• EXERCISE DIRECTIONS: Every line of the listing below must be printed again exactly, apart from its pictures.

• RECORDS FOR THIS EXERCISE:
----------

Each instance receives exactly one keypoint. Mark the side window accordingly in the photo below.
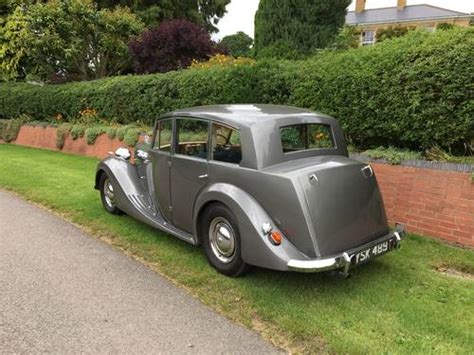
(306, 136)
(192, 137)
(163, 135)
(226, 145)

----------

• RESPONSE TO THIS EXERCISE:
Each instance receives exactly one keypoint. Mark the side window accordingly in the photo below.
(306, 136)
(192, 137)
(163, 135)
(226, 145)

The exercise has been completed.